#### DOCUMENT SECTION:
+++++

Several ICs Put on Show at White House Demo Day
Innovative research from across NIH was on full display at the American Possibilities: 2023 White House Demo Day, an event hosted late last year by the White House Office of Science and Technology Policy.
The event showcased innovations from 40 exhibitors supported by federal investment. Topics included energy, national security, artificial intelligence, climate and health.
NCATS scientists Kristy Derr and Shayne Frebert donned their white lab coats to demonstrate their 3-D tissue bioprinting capabilities by printing a red, white and blue lattice resembling an American flag. The booth drew large crowds and long lines up until the event ended.
“It is such an honor to be invited to an event like this,” said Derr. “It was very rewarding to see how many people were interested and excited about our work. It made me feel so proud to be a part of such an innovative and impressive group.”
Through the process of 3-D tissue bioprinting, researchers like Derr and Frebert are creating models that mimic the structure and functionality of tissues in our bodies for drug screening and disease research. The goal is to better predict which treatments tested in the lab will be successful in clinical trials in people.

+++++

#### YOUR TASKS:
**A.** From the Demo Day article, list every topic it names as covered by the event's innovations.
**B.** Continue the Demo Day article, starting after its final sentence.
The lines that follow have no connection to the Demo Day article.

#### INFORMATION PROVIDED:
+++++

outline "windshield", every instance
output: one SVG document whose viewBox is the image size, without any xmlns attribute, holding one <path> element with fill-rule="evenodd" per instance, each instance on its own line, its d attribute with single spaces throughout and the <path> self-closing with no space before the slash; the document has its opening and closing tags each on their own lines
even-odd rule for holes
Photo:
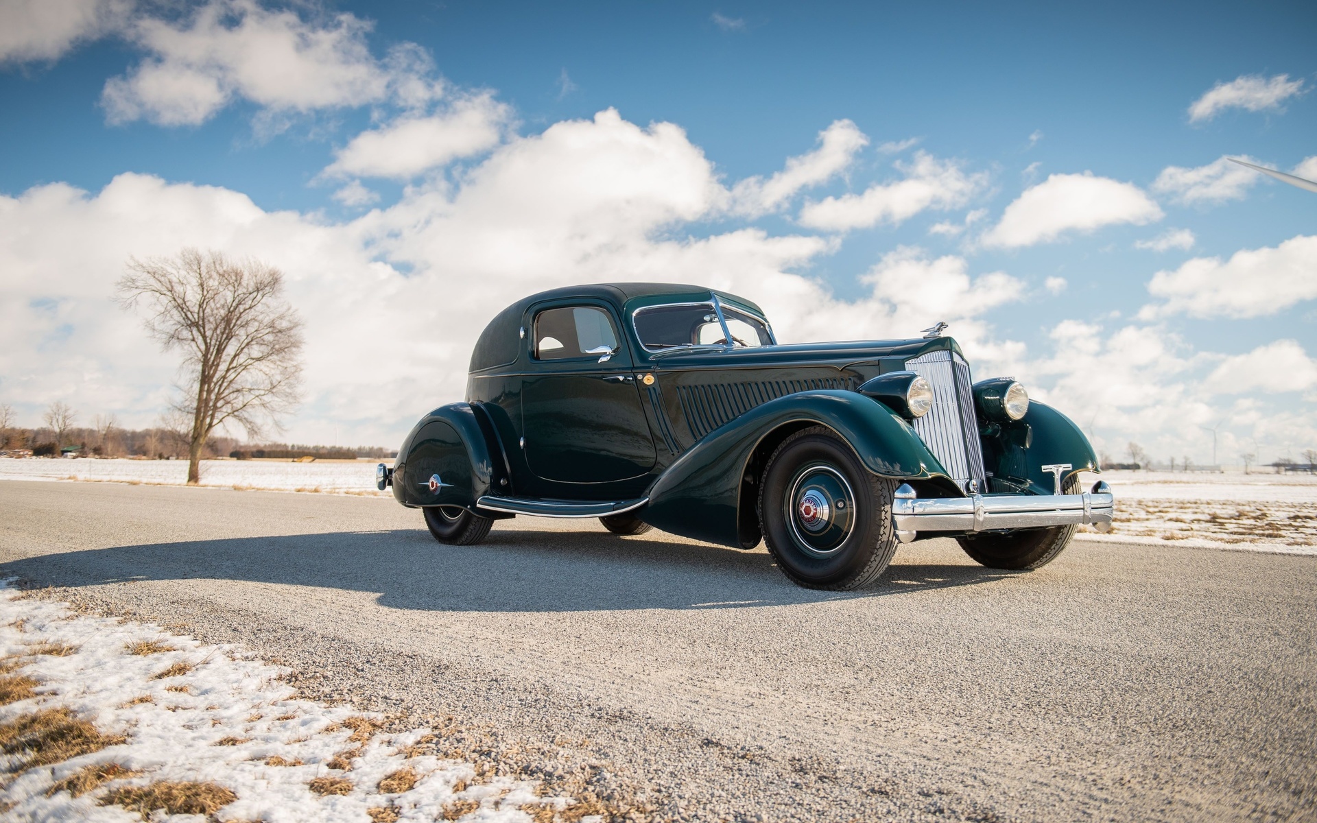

+++++

#### EXPECTED RESULTS:
**A.** Energy, national security, artificial intelligence, climate, and health.

**B.**
“Everyone was amazed with how this technology is currently being used,” said Frebert. “The video presentation we had at our booth, which included the ‘American Flag’ printing process, really helped us gather attendees so that we could talk more about the great work we’ve been doing.”
Research collaborations with scientists from NIH, academic institutions and industry have been key to testing and validating the technology as a solution for both studying and finding treatments for diseases affecting our skin, lungs, eyes and other organs. Learn more at ncats.nih.gov/research/research-activities/bioprinting.
NEI representatives showed off a commercially available optical coherence tomography (OCT) retinal imaging device. Booth visitors had images of their retinas taken.
OCT is a revolutionary imaging technology, developed with federal funding dating back to the 1990s. The technology has been universally adopted by ophthalmologists and optometrists over the past 10 years and has changed how they diagnose and monitor patients with eye disease. Based on recent studies, OCT has potential to diagnose and monitor many systemic diseases, including Alzheimer’s disease, cardiac disease, psychiatric disease, diabetes and more.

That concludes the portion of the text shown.